Point labeling dataset excerpts:
----------------------------------------

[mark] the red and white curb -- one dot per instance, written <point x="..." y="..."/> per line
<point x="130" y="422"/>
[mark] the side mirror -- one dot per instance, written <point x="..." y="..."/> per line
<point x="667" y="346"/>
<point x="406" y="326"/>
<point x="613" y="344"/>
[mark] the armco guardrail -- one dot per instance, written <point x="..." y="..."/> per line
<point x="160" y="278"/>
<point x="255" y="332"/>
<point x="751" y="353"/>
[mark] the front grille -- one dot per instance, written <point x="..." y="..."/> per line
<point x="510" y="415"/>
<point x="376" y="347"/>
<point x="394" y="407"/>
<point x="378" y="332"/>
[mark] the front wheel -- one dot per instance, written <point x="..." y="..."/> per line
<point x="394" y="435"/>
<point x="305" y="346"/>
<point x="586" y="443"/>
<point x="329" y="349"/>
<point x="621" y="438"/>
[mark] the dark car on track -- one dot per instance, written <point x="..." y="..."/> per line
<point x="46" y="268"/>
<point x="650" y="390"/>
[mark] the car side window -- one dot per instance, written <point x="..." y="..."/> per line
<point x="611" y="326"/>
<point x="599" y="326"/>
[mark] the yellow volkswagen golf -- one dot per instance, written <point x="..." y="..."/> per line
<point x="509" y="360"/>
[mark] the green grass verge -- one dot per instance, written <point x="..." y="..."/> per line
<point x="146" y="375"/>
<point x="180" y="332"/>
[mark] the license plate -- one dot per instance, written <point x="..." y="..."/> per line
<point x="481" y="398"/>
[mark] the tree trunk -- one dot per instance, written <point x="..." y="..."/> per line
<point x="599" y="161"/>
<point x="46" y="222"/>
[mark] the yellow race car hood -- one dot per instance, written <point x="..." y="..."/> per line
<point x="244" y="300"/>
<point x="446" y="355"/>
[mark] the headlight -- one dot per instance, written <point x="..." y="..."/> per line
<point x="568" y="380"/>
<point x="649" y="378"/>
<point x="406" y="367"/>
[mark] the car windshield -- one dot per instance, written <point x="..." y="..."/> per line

----------------------------------------

Brief:
Extract the full listing above without alteration.

Exercise answer:
[mark] the red and white curb -- one dot per instance, written <point x="..." y="..."/> per line
<point x="130" y="422"/>
[mark] the side mirror -- one dot per instance, written <point x="..." y="..."/> per line
<point x="667" y="346"/>
<point x="406" y="326"/>
<point x="613" y="344"/>
[mark] the armco guardrail -- one dot per instance, written <point x="..." y="..."/> per line
<point x="160" y="278"/>
<point x="255" y="332"/>
<point x="751" y="353"/>
[mark] the front grille -- one dot per instance, written <point x="..." y="..."/> per line
<point x="510" y="415"/>
<point x="376" y="347"/>
<point x="394" y="407"/>
<point x="378" y="332"/>
[mark] the front wheel -- one dot per instance, written <point x="..." y="..."/> per line
<point x="394" y="435"/>
<point x="305" y="346"/>
<point x="586" y="443"/>
<point x="329" y="349"/>
<point x="621" y="438"/>
[mark] the dark car on track -- one dot per instance, written <point x="..." y="..."/> per line
<point x="46" y="268"/>
<point x="650" y="390"/>
[mark] the car side window -- one dot per instance, written <point x="..." y="..."/> per line
<point x="611" y="326"/>
<point x="599" y="326"/>
[mark] the yellow volkswagen golf -- one dot per instance, written <point x="..." y="..."/> per line
<point x="509" y="360"/>
[mark] the green grass verge -- one dot per instance, written <point x="..." y="..."/> per line
<point x="146" y="375"/>
<point x="180" y="332"/>
[mark] the license plate -- one dot per instance, written <point x="..." y="..."/> per line
<point x="481" y="398"/>
[mark] the tree trunk -- one dot per instance, written <point x="..." y="..."/> per line
<point x="599" y="161"/>
<point x="46" y="222"/>
[mark] the yellow race car hood -- one dot per instance, written <point x="..." y="..."/> per line
<point x="244" y="300"/>
<point x="446" y="355"/>
[mark] the headlight -- one dot per instance, written <point x="..." y="..."/> per line
<point x="568" y="380"/>
<point x="649" y="378"/>
<point x="406" y="367"/>
[mark] the car windshield -- one dot per instance, written <point x="..." y="..."/> per line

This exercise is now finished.